**Text**
-=-=-=-=-

I have eaten my breakfast, washed and dressed, been to the gym and eaten my lunch, and I don't have to go out again for 3 hours so I should be able to lay down a pretty decent amount of bloggery.

*CHEERING AND APPLAUSE*

Thank you, thank you, you're too kind. Settle down now, settle down.

It has been a terrifically long time since my last proper blog update. Part of the reason for this long hiatus was the coming of my family to visit (well, three quarters of my family). At the end of February my elder brother Oli came to Tokyo and I showed him around a bit, then we went off for a week or so tour of Kansai (Kyoto, Nara and Osaka). After that, my parents arrived too, and once Oli had gone home me and the parents went off on another merry jaunt around Western Japan (Kyoto, Nara, Himeji and Hiroshima). So I have been busy touring and travelling and translating, sightseeing and seasides and sausages, eating and eating and eating.

I really enjoyed having my family here to visit. It was nice to share a bit of my peculiar life here with them, and I was very grateful to spend some time with British people. That might sound like a peculiar statement, but honestly the endless intercultural interaction just gets tiring. I mean, language barriers aside, even conversations with Americans are fraught with little differences in meaning or bits of slang or references to celebrities or TV shows which just don't translate (pissed, fanny, paracetamol, pulling pants, bum, Kate Bush, Pat Sharpe, The Chuckle Brothers are just a few of the myriad conversational tools which cannot be used with Americans).

But anyway - really great time with my family. We travelled around Japan a lot, but I don't think I can write out a complete blow-by-blow account of everything we did on each day over a space of about 5 weeks. There isn't enough ink in my pen, nor enough hours in the day nor enough coffee in the world for that. So instead I'm afraid you will have to content yourselves with the (very) edited highlights.

-=-=-=-=-

**Data rows**
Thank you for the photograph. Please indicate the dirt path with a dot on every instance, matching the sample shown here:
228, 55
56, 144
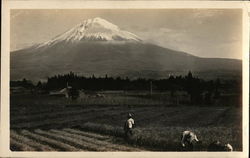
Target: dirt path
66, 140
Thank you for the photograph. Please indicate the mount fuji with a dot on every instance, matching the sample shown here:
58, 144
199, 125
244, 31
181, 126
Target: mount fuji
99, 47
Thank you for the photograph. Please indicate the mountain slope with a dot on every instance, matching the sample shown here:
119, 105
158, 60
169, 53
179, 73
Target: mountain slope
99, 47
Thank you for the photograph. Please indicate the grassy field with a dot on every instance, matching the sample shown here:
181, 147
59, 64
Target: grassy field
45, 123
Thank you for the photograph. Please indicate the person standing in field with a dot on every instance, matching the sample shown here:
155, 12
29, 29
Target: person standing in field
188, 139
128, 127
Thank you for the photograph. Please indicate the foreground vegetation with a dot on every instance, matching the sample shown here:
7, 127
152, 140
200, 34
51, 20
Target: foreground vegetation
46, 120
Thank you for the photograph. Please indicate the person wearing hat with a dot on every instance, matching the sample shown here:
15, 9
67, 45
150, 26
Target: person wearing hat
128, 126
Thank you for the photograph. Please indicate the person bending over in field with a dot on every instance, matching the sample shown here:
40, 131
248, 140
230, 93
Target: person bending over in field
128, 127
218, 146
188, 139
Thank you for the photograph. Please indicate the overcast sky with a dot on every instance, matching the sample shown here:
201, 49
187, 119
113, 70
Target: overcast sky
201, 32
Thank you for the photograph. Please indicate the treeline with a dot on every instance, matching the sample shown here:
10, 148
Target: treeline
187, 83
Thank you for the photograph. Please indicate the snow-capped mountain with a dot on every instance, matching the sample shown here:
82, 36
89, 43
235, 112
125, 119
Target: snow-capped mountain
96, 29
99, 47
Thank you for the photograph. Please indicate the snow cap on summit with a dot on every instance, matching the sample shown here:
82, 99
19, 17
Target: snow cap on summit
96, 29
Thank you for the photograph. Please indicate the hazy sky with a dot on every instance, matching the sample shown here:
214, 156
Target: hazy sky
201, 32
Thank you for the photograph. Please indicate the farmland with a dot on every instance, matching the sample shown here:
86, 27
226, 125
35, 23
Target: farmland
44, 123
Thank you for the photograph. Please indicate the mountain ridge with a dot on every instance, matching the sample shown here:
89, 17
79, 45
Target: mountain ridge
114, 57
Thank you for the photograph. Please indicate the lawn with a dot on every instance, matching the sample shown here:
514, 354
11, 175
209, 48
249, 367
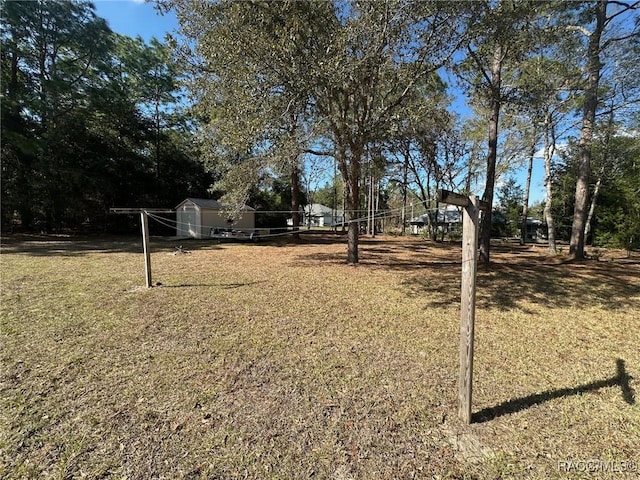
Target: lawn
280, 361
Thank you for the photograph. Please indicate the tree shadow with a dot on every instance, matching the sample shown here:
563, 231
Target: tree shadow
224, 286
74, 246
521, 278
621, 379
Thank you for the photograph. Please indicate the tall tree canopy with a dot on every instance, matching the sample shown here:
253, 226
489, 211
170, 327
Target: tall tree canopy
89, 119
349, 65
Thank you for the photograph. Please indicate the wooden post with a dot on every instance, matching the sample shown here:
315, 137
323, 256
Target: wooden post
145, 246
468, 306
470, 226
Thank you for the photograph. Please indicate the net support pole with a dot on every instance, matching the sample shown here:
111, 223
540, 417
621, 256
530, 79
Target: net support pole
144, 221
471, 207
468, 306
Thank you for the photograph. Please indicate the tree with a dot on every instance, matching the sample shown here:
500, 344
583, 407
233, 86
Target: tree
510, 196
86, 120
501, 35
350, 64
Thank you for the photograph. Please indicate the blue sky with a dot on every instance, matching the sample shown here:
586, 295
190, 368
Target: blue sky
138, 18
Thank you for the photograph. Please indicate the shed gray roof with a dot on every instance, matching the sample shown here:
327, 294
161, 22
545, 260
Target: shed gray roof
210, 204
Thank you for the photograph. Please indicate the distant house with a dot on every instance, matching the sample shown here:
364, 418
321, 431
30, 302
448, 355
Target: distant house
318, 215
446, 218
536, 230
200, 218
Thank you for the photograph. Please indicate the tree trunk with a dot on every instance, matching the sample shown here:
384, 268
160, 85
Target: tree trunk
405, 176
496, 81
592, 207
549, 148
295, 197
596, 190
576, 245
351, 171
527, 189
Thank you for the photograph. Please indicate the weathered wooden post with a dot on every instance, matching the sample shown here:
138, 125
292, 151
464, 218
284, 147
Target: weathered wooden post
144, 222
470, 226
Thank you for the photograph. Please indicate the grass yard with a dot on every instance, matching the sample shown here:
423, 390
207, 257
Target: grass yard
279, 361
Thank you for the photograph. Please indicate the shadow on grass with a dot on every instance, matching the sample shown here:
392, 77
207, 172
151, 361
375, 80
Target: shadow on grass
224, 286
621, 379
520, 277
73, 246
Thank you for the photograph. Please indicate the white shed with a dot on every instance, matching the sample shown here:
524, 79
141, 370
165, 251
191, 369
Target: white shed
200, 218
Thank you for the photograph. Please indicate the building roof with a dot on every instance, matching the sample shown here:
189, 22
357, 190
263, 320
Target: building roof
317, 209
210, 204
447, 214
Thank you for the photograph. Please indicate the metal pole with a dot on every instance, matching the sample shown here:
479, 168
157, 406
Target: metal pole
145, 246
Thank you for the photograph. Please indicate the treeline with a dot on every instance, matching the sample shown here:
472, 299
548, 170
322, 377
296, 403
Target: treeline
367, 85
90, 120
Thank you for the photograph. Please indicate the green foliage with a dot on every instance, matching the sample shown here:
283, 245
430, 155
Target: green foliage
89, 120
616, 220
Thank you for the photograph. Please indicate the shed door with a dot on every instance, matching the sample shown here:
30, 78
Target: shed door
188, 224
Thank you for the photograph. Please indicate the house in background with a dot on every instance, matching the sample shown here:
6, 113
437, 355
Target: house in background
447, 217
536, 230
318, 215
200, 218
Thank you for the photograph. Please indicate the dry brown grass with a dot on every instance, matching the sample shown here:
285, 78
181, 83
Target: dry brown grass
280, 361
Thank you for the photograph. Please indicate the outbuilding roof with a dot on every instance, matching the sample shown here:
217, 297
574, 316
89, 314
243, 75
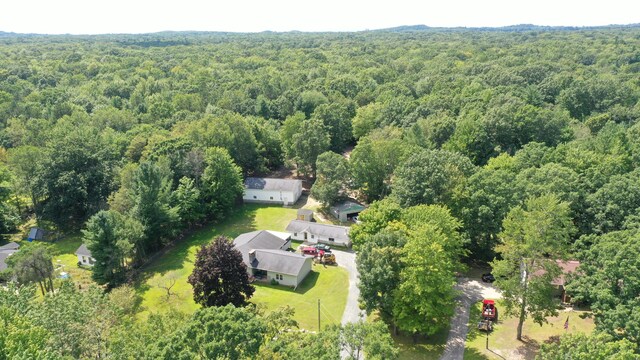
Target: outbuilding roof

-=-=-=-=-

**What is expected**
For each statement below, decide whether it agrees with the blog post about the family visit, answering yes or no and quoting the words of the post that decide it. 1. The writer's elder brother arrived in Tokyo at the end of February. 2. Oli went along when the writer and the parents toured Himeji and Hiroshima. 3. The writer intends to give a complete account of each day of the visit.

**Full solution**
1. Yes: "At the end of February my elder brother Oli came to Tokyo"
2. No: "once Oli had gone home me and the parents went off on another merry jaunt around Western Japan (Kyoto, Nara, Himeji and Hiroshima)"
3. No: "I don't think I can write out a complete blow-by-blow account of everything we did on each day over a space of about 5 weeks"